* _TRECHO SELECIONADO_

----------

Serviço de Utilidade Pública - Lei Municipal nº 5096/2011 de 24 de Novembro de 2011
Criado por Adriano Araújo e Emmanuel Sousa
retalhoscg@hotmail.com

QUAL ASSUNTO VOCÊ ESTÁ PROCURANDO?

Por Mário Carneiro da Costa *

Composta por 32 alunos, logo no início do ano letivo de 1951 as festividades de colação de grau do curso ginasial e uma excursão foram aventadas pela turma. Ficou decidido, então, que se faria um passeio à Cachoeira de Paulo Afonso, ainda sem mudanças em face aos serviços de construção da hidrelétrica.
Chaveiro Comemorativo do Pio XI
(Arquivo Pertencente a
Mario Vinicius Carneiro Medeiros)

Foi  escolhido e eleito por votação como paraninfo da turma o professor William Ramos Tejo, recém-casado, e a ele ficaria  a responsabilidade de orientar a turma para as providência futuras. Como todos tinham interesse pelo passeio, ficara acertada, também, uma contribuição mensal de todos os participantes, bem como a venda de bilhetes de uma rifa de uma máquina fotográfica. Como os bilhetes da rifa haviam se esgotado, surgiu a idéia de se rifar uma bicicleta. Tais verbas cobririam as despesas da excursão a Paulo Afonso, um quadro de formatura e um baile em alto estilo no Campinense Clube.

----------

* _DADOS BRUTOS_

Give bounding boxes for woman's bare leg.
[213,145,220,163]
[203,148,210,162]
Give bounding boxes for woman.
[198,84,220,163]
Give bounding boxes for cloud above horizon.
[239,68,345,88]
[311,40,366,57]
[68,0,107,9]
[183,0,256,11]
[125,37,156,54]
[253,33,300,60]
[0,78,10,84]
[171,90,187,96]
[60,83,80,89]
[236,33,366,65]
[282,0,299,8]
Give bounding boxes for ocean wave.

----------

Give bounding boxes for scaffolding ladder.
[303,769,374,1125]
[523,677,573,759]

----------

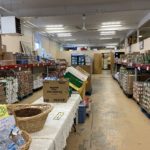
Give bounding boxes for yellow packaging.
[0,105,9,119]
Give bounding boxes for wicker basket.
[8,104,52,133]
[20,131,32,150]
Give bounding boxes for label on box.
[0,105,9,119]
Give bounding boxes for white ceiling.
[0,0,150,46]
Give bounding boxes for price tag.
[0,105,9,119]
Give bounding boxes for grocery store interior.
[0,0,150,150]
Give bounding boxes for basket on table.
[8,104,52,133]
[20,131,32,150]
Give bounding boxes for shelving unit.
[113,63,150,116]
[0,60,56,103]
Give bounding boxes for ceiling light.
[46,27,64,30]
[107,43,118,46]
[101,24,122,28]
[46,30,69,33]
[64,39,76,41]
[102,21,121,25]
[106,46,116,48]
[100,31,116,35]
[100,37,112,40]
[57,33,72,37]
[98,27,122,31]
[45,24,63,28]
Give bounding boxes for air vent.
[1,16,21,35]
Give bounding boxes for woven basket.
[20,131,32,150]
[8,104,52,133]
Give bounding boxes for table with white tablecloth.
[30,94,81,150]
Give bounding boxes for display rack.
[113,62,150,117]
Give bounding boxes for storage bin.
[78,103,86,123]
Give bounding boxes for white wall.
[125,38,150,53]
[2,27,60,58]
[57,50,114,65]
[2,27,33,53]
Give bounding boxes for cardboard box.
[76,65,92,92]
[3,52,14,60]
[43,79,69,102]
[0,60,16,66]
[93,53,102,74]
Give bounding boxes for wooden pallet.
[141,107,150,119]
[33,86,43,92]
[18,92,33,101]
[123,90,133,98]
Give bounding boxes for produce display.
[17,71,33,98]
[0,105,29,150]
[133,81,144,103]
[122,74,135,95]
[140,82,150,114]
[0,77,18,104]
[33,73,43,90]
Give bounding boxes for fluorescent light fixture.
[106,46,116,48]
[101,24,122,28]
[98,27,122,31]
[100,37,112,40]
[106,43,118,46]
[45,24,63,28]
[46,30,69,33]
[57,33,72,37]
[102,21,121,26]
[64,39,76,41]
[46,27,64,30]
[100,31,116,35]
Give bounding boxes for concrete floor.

----------

* _SUA TAREFA_
Responda às perguntas sobre o trecho da excursão da turma de 1951:
(a) Quantos alunos compunham a turma?
(b) Quem foi eleito paraninfo da turma?
(c) Em que clube seria realizado o baile?
As linhas apresentadas não têm nenhum papel neste exercício.

* _SUA RESPOSTA_
(a) 32 alunos.
(b) O professor William Ramos Tejo.
(c) No Campinense Clube.